-- start of Provided passage --

The subjects, predicates, and objects in RDF are always simple names for things: concrete things, like my_apartment, or abstract concepts, like has. These names don't have internal structure or significance of their own. They're like proper names or variables. It doesn't matter what name you choose for anything, as long as you use it consistently throughout.

Names in RDF statements are said to refer to or denote things in the world. The things that names denote are called resources (dating back to RDF's use for metadata for web resources), nodes (from graph terminology), or entities. These terms are generally all synonymous. For instance, the name my_apartment denotes my actual apartment, which is an entity in the real world. The distinction between names and the entities they denote is minute but important because two names can be used to refer to the same entity.

Predicates are always relations between two things. Own is a relation between an owner and an 'ownee'; has is a relation between the container and the thing contained; is_in is the inverse relation, between the contained and the container. In RDF, the order of the subject and object is very important.

The next aspect of RDF almost goes without saying, but I want to put everything down in print: If someone refers to something as X in one place and X is used in another place, the two X's refer to the same entity. When I wrote my_apartment in the first line, it's the same apartment that I meant when I wrote it in the other three lines.

-- end of Provided passage --

> **Tasks to complete**
a. According to the passage on RDF names, what three terms are used for the things that names denote?
b. For each statement, decide whether it agrees with the passage on RDF names. Answer yes or no, and quote the words of the passage that decide it. (i) RDF names have internal structure of their own. (ii) Two names can refer to the same entity. (iii) In RDF, the order of the subject and object does not matter.
c. Extend the passage on RDF names, picking up after its final sentence.

-- start of Given data --

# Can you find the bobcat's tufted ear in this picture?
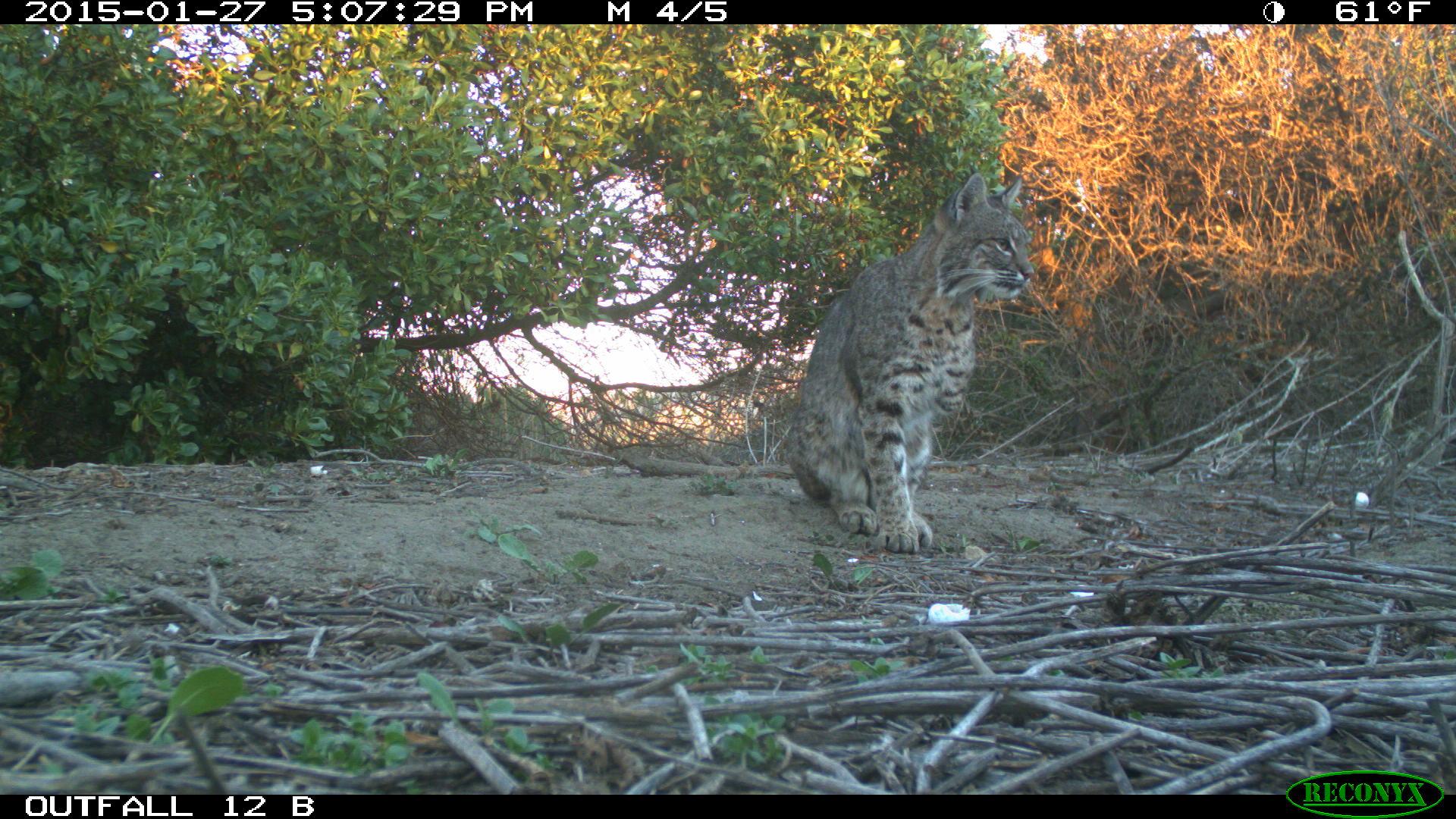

-- end of Given data --

> **Expected answers**
a. Resources, nodes, or entities.

b.
(i) No: "These names don't have internal structure or significance of their own."
(ii) Yes: "two names can be used to refer to the same entity."
(iii) No: "In RDF, the order of the subject and object is very important."

c.
The rules so far already get us a lot farther than you might realize. Given this table of statements, I can write a simple program that can answer questions like "who own my_apartment" and "my_apartment has what." The question itself is in the form of an RDF statement, except the program will consider wh-words like who and what to be wild-cards. A simple question-answering program can compare the question to each row in the table. Each matching row is an answer. Here's the pseudocode:

[[pseudocode: Pseudocode for Question-Answering]]

The computer doesn't need to know what has actually means in English for this to be useful. That is, it's left up to the application writer to choose appropriate names for things (e.g. my_apartment) and to use the right predicates (own, has). RDF tools are ignorant of what these names mean, but they can still usefully process the information. (I'll get to more useful things later.)

URIs to Name Resources

RDF information is meant to be published on the Internet, and so the names I used above have a problem. I shouldn't name something my_apartment because someone else might use the name my_apartment for their apartment too. Following from the last fact about RDF, RDF tools would think the two instances of my_apartment referred to the same thing in the real world, whereas in fact they were intended to refer to two different apartments. The last aspect of RDF is that names must be global, in the sense that you must not choose a name that someone else might conceivably also use to refer to something different. Formally, names for subjects, predicates, and objects must be Uniform Resource Identifiers (URIs).

Now, in the SemWeb world, URIs are treated in a somewhat inconsistent way, so bear with me here.

On the one hand, URIs are supposed to be opaque. URIs can have the same syntax or format as website addresses, so you will see RDF files that contain URIs like http://www.w3.org/1999/02/22-rdf-syntax-ns#type, where that URI is the global name for some entity. But, the fact that it looks like a web address is totally incidental. There may or may not be an actual website at that address, and it doesn't matter. There are other types of URIs besides http:-type URIs. URNs are a subtype of URI used for things like identifying books by their ISBN number, e.g. urn:isbn:0143034650. TAGs are a general-purpose type of URI. They look like tag:govtrack.us,2005:congress/senators/frist. This article will use a mix of these three URI types.

Whatever their form, URIs you see in RDF documents are merely verbose names for entities, nothing more.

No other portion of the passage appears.